■ **AIM OF THE TASK**
Go through the listing below and count each line with the word "white" in it; return only the count.

BEGIN RAW DATA

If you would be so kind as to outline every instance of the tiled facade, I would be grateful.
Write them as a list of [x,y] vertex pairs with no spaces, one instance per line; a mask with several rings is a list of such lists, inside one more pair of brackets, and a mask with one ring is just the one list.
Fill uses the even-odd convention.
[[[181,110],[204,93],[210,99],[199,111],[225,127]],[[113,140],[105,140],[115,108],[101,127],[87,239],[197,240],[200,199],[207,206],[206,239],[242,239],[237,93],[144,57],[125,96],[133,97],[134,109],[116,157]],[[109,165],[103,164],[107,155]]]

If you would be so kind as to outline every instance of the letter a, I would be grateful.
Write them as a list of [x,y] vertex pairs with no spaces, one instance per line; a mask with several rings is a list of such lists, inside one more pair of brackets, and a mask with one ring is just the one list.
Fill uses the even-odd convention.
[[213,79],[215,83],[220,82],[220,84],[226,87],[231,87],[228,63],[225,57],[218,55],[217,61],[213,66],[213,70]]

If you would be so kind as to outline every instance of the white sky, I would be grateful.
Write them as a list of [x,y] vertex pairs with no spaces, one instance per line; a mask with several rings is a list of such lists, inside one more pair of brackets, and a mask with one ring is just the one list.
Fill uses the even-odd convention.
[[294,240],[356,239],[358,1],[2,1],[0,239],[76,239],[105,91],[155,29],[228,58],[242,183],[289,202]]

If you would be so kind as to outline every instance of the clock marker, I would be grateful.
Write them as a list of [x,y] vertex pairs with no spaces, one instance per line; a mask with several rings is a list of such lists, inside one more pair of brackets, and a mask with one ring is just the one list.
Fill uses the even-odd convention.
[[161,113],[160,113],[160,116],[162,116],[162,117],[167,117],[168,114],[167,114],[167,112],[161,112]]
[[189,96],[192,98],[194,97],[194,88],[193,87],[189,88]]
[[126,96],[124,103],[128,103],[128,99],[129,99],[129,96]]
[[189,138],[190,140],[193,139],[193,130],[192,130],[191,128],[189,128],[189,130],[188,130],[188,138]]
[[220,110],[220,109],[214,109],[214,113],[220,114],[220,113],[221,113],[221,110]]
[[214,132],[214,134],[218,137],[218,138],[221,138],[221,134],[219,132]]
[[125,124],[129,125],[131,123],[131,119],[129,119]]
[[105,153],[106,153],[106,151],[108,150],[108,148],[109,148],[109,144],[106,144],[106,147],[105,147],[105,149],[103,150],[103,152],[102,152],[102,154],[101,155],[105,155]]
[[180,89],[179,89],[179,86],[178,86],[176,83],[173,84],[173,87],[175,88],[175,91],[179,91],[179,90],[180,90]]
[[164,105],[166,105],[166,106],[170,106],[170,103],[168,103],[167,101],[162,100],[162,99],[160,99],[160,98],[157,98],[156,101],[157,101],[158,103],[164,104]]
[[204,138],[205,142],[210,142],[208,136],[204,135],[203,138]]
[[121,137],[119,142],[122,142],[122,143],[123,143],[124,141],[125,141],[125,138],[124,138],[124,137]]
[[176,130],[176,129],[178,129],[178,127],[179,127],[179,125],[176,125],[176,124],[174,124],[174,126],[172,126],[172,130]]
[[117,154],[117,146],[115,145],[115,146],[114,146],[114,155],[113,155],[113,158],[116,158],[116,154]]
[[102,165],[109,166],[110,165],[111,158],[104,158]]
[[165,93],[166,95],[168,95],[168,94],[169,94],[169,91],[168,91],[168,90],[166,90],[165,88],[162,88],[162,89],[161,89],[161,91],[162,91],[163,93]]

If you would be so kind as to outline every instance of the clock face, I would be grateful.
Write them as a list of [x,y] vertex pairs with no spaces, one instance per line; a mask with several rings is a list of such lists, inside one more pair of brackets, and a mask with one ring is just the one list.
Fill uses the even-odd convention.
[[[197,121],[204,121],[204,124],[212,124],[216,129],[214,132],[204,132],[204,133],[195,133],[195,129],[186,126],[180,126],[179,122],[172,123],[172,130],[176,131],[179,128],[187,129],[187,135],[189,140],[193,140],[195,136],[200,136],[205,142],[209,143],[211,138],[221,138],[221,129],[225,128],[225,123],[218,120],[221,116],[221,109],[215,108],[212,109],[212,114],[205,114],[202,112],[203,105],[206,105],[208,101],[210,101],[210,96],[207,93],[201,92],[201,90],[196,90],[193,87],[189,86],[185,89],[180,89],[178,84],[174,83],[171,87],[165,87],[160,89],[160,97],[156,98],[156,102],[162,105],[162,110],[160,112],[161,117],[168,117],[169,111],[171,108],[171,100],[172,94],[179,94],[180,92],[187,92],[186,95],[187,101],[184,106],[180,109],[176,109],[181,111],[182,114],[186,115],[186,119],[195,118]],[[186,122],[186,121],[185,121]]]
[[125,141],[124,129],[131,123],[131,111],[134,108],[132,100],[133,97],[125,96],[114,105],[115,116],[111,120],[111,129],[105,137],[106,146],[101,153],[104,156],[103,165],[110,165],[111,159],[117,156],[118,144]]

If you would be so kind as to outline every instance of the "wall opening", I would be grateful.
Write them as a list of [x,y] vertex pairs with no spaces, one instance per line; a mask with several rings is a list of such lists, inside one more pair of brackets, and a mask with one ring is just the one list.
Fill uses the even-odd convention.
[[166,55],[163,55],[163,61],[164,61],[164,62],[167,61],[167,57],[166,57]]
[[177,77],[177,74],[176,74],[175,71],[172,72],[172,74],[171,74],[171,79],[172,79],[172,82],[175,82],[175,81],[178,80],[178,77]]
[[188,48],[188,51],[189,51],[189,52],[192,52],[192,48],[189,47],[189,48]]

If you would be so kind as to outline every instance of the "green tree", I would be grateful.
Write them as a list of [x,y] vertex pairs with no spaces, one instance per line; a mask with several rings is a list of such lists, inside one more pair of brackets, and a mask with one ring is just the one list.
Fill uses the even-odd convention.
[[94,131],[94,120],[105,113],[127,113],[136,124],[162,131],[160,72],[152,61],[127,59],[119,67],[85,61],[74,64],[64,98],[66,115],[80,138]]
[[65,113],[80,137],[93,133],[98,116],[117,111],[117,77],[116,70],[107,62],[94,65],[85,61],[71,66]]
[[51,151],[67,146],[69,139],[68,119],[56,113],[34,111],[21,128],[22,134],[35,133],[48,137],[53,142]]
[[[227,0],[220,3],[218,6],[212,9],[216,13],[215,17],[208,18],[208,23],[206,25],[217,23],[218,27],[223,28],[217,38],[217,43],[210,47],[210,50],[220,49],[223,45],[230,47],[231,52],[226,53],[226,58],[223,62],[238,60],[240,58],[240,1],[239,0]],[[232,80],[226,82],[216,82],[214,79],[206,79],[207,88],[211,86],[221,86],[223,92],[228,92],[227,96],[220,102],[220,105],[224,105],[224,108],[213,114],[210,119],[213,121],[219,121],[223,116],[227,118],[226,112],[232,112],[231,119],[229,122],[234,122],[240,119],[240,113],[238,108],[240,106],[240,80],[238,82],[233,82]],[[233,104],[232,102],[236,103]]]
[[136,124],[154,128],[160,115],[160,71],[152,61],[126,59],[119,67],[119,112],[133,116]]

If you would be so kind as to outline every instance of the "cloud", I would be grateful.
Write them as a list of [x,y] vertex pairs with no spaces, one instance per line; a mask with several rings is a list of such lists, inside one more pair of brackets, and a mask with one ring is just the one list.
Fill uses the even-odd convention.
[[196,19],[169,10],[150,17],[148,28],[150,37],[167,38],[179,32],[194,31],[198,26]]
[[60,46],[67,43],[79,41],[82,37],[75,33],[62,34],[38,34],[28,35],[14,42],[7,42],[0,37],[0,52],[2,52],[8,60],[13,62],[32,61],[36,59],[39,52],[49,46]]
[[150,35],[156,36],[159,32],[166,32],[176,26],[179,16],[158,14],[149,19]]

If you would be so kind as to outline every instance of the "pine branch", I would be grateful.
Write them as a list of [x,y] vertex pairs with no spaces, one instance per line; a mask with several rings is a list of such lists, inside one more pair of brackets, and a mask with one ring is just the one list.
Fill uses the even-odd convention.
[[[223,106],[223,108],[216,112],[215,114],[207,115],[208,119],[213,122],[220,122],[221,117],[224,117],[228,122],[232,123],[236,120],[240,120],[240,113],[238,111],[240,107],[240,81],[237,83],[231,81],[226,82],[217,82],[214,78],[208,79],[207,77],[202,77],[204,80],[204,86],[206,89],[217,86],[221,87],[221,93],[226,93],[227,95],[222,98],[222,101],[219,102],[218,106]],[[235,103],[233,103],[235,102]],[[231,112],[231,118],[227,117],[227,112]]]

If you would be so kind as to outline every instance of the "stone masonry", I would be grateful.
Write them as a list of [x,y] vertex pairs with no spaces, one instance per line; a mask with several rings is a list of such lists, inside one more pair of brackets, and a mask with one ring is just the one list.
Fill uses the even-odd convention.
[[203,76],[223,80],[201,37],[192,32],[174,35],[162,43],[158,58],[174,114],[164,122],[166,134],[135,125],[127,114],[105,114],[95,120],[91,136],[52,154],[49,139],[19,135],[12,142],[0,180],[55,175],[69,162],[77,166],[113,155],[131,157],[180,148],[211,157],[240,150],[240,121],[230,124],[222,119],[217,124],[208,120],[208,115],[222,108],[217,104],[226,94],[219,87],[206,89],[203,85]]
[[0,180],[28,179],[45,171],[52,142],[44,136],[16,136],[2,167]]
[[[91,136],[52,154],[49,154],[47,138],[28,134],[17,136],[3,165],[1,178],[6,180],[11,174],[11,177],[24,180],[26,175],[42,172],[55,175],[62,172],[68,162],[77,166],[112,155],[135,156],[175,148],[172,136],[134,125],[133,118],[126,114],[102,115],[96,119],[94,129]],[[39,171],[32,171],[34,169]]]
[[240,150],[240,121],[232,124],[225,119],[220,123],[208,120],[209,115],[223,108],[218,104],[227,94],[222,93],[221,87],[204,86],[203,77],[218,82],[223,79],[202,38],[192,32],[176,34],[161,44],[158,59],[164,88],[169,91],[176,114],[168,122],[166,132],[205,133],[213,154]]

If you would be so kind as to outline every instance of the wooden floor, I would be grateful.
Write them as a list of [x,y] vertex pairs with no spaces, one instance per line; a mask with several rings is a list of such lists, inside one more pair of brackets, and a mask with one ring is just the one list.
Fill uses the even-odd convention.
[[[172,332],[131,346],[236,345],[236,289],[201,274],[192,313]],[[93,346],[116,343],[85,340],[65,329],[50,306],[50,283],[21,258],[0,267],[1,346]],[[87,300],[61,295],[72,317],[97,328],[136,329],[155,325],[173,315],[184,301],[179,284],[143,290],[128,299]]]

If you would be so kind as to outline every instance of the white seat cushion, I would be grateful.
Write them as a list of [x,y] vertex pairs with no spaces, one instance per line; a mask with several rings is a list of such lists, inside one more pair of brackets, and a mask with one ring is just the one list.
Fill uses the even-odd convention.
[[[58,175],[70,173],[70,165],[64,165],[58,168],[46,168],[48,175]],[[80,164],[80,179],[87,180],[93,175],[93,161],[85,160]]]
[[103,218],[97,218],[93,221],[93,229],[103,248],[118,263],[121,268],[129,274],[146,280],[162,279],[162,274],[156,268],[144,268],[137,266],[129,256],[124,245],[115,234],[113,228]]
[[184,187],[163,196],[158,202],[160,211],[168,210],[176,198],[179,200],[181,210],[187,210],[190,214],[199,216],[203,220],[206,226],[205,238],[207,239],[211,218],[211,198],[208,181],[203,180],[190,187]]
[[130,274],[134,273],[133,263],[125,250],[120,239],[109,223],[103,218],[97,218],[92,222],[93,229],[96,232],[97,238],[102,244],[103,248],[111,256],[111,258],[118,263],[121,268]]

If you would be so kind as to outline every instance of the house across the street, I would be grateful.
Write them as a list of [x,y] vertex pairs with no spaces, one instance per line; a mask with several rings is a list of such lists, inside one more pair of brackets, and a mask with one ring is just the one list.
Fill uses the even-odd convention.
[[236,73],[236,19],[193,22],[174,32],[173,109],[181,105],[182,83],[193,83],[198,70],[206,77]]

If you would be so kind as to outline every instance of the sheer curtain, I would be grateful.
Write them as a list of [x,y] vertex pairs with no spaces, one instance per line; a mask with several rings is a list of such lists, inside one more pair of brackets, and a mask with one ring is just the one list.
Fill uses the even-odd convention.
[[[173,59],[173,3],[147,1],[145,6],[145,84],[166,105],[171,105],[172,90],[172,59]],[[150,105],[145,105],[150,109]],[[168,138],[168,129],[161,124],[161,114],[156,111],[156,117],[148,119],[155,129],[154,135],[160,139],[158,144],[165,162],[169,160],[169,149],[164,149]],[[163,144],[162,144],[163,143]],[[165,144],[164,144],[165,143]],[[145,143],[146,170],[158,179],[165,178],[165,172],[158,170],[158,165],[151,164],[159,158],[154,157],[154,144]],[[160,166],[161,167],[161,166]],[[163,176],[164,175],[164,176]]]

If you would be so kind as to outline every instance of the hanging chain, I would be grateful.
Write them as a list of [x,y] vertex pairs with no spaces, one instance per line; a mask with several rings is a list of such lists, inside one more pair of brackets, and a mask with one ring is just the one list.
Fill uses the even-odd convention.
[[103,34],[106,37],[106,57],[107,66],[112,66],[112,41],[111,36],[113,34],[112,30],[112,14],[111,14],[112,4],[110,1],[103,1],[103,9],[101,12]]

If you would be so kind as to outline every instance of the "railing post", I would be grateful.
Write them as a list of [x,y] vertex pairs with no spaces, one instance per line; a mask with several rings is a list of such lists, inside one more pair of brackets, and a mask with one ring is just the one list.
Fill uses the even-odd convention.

END RAW DATA

■ **ANSWER SPACE**
2